*Short task*
Convert the entries from the line containing "# test: identify the dry" through the line containing "x=493 y=319", inclusive, into a two-column CSV with the headers instruction and points. Give one row per entry, and put each field in quotation marks with its line breaks replaced by spaces.

## start Material

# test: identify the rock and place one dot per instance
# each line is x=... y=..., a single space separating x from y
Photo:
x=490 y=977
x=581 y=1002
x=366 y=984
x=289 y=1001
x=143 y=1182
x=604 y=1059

## end Material
## start Material

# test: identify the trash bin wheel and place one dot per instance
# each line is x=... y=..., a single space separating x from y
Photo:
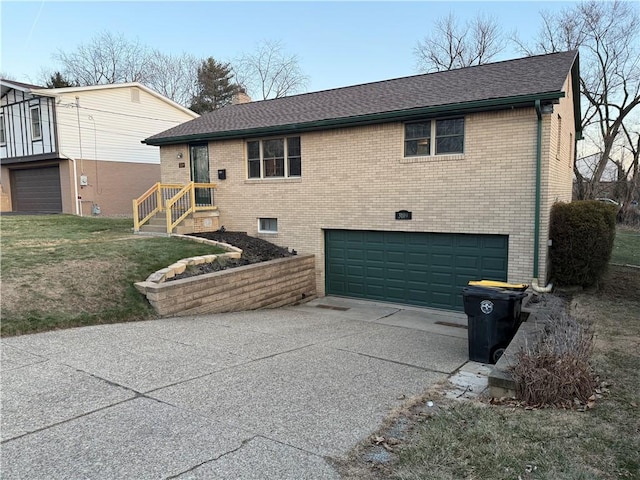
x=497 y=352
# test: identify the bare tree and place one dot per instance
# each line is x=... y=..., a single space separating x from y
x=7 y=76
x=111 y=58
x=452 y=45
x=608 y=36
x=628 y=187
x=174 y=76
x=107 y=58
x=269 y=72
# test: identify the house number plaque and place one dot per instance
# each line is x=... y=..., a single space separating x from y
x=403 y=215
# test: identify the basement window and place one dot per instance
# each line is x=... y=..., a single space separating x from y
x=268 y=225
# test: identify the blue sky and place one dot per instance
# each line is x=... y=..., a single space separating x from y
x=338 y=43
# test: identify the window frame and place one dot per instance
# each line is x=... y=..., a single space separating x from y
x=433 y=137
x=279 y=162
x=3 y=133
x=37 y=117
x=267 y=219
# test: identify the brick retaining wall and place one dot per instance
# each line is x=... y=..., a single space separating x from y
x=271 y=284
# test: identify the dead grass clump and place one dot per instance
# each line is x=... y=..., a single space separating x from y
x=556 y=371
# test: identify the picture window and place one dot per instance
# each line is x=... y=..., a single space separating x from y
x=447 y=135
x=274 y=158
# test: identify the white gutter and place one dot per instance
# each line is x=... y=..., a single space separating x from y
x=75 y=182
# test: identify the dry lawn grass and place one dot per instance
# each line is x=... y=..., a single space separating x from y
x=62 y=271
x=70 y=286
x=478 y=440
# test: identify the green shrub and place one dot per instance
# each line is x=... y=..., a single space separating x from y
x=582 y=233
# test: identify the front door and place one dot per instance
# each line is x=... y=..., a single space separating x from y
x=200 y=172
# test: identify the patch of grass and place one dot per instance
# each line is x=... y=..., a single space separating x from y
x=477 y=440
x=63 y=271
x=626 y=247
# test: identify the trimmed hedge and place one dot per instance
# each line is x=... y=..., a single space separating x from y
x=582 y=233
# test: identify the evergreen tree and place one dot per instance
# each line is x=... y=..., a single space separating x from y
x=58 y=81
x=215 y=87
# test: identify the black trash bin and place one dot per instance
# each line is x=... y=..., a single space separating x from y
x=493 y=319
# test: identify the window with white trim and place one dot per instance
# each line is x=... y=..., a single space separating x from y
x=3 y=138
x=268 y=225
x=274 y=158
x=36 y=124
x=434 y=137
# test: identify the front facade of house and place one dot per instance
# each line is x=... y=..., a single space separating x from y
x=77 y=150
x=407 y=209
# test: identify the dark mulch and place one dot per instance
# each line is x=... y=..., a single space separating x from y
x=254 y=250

## end Material

*Output*
instruction,points
"# test: identify the dry lawn grass and place one dot per instance # each line is x=... y=..., a single space separating x from y","x=62 y=271 x=70 y=286 x=478 y=440"
"# test: identify the green shrub and place one dot per instance # each line is x=... y=..., a single space separating x from y","x=582 y=233"
"# test: identify the front door and place one dot per instance # each line is x=... y=..., a single space separating x from y","x=200 y=172"
"# test: identify the patch of grass and place one dot per instance # each line is x=... y=..., a single space separating x from y","x=477 y=440 x=63 y=271 x=626 y=247"
"# test: identify the trimmed hedge and place one dot per instance # each line is x=... y=..., a single space separating x from y","x=582 y=233"
"# test: identify the evergreen tree and place one dot per instance # each line is x=... y=..., a single space separating x from y","x=58 y=81 x=215 y=87"
"# test: identify the black trash bin and place one dot per instance # each line is x=... y=..., a single space separating x from y","x=493 y=319"